STATED PROBLEM:
Render the rows below as a numbered list, leaving out any blank lines.

DATASET CONTENT:
--- Begin ---
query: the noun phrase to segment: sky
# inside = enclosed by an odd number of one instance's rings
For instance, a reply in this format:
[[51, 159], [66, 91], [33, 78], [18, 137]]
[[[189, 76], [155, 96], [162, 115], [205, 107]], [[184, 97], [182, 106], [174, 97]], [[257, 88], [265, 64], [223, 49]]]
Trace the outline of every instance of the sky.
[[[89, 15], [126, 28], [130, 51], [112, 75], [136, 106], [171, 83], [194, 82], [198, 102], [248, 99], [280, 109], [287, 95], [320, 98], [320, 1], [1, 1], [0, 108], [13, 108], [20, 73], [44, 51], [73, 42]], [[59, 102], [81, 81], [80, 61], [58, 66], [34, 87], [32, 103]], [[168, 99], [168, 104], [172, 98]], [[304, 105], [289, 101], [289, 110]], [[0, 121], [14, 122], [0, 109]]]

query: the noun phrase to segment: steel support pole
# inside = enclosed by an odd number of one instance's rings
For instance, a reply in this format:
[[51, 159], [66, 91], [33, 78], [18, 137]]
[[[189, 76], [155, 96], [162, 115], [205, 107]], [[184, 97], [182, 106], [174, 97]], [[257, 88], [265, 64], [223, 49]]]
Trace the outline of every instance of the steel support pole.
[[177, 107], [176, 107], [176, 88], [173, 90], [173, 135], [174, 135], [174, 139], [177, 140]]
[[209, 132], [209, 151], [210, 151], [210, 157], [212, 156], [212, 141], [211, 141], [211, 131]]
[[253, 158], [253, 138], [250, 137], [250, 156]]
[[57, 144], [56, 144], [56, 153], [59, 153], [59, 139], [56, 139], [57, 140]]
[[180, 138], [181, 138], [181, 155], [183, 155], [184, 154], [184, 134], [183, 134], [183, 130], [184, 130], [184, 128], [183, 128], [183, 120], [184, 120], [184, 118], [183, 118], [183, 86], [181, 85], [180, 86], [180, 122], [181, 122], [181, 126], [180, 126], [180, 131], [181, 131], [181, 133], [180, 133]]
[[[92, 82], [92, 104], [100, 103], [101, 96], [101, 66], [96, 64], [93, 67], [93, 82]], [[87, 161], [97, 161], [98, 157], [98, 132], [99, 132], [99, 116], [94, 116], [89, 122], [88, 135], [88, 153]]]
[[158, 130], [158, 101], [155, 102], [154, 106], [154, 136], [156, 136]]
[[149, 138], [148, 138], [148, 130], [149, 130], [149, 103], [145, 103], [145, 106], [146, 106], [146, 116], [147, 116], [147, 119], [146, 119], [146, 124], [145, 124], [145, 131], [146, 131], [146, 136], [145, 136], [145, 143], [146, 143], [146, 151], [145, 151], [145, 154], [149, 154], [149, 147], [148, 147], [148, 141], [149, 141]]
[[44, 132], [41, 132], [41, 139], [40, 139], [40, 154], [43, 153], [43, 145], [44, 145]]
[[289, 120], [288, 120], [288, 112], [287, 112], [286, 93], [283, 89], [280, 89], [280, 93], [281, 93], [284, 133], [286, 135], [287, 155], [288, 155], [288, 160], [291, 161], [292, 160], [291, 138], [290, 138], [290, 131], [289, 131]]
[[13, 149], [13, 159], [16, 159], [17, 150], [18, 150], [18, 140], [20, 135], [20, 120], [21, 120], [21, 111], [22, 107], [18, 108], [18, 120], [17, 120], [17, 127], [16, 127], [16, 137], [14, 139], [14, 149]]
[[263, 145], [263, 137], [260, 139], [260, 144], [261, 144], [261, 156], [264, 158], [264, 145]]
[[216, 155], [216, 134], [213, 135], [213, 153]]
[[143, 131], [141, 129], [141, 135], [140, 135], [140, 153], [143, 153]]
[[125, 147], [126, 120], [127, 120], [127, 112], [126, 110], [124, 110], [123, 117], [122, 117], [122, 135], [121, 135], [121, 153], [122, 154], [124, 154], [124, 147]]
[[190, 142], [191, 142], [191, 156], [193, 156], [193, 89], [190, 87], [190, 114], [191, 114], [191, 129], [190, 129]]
--- End ---
WRITTEN RESPONSE:
1. query: the noun phrase to segment: sky
2. # inside = enclosed by an odd number of one instance's rings
3. For instance, a reply in this format:
4. [[51, 159], [66, 91], [33, 78], [18, 137]]
5. [[[189, 76], [155, 96], [162, 115], [205, 107]], [[184, 97], [182, 106], [174, 97]], [[257, 88], [265, 64], [223, 49]]]
6. Trace the outline of every instance of the sky.
7. [[[89, 15], [126, 28], [130, 51], [112, 75], [136, 106], [171, 83], [194, 82], [198, 102], [248, 99], [280, 109], [287, 95], [320, 98], [320, 1], [1, 1], [0, 108], [13, 108], [20, 73], [44, 51], [73, 42]], [[59, 102], [81, 81], [80, 61], [58, 66], [34, 87], [32, 103]], [[168, 99], [168, 104], [172, 98]], [[304, 105], [289, 101], [289, 110]], [[0, 121], [14, 122], [0, 109]]]
8. query: the noun phrase to segment: steel support pole
9. # inside = enclosed by an odd number of one instance's rings
10. For instance, a reply in this format:
11. [[51, 159], [66, 91], [33, 78], [18, 137]]
12. [[[189, 76], [155, 96], [162, 115], [205, 107]], [[184, 97], [182, 106], [174, 97]], [[257, 88], [265, 64], [223, 49]]]
13. Trace the outline of every instance of the steel support pole.
14. [[177, 107], [176, 107], [176, 88], [173, 90], [173, 135], [174, 135], [174, 139], [177, 140]]
15. [[209, 132], [209, 151], [210, 151], [210, 157], [212, 156], [212, 141], [211, 141], [211, 131]]
16. [[253, 158], [253, 138], [250, 137], [250, 156]]
17. [[57, 144], [56, 144], [56, 153], [59, 153], [59, 139], [56, 139], [57, 140]]
18. [[180, 138], [181, 138], [181, 155], [183, 155], [184, 154], [184, 134], [183, 134], [183, 130], [184, 130], [184, 128], [183, 128], [183, 120], [184, 120], [184, 118], [183, 118], [183, 86], [181, 85], [180, 86], [180, 122], [181, 122], [181, 126], [180, 126], [180, 131], [181, 131], [181, 133], [180, 133]]
19. [[[92, 82], [92, 104], [100, 103], [101, 96], [101, 66], [96, 64], [93, 67], [93, 82]], [[87, 161], [97, 161], [98, 157], [98, 132], [99, 132], [99, 116], [94, 116], [89, 122], [88, 135], [88, 153]]]
20. [[158, 130], [158, 101], [155, 102], [154, 106], [154, 136], [156, 136]]
21. [[149, 138], [148, 138], [148, 130], [149, 130], [149, 103], [145, 103], [145, 106], [146, 106], [146, 116], [147, 116], [147, 119], [146, 119], [146, 124], [145, 124], [145, 131], [146, 131], [146, 136], [145, 136], [145, 143], [146, 143], [146, 151], [145, 151], [145, 154], [149, 154], [149, 147], [148, 147], [148, 141], [149, 141]]
22. [[44, 132], [41, 132], [41, 139], [40, 139], [40, 154], [43, 153], [43, 145], [44, 145]]
23. [[289, 120], [288, 120], [288, 112], [287, 112], [286, 93], [283, 89], [280, 89], [280, 93], [281, 93], [284, 133], [286, 135], [287, 155], [288, 155], [288, 160], [291, 161], [292, 160], [291, 138], [290, 138], [290, 131], [289, 131]]
24. [[13, 149], [13, 159], [16, 159], [17, 150], [18, 150], [18, 140], [20, 135], [20, 120], [21, 120], [21, 111], [22, 107], [18, 108], [18, 120], [17, 120], [17, 127], [16, 127], [16, 137], [14, 139], [14, 149]]
25. [[263, 145], [263, 137], [260, 139], [260, 144], [261, 144], [261, 156], [264, 158], [264, 145]]
26. [[216, 155], [216, 134], [213, 135], [213, 153]]
27. [[143, 131], [141, 129], [141, 135], [140, 135], [140, 153], [143, 153]]
28. [[125, 147], [126, 120], [127, 120], [127, 112], [126, 110], [124, 110], [123, 117], [122, 117], [122, 135], [121, 135], [121, 153], [122, 154], [124, 154], [124, 147]]
29. [[190, 142], [191, 142], [191, 156], [193, 156], [193, 89], [190, 87], [190, 114], [191, 114], [191, 129], [190, 129]]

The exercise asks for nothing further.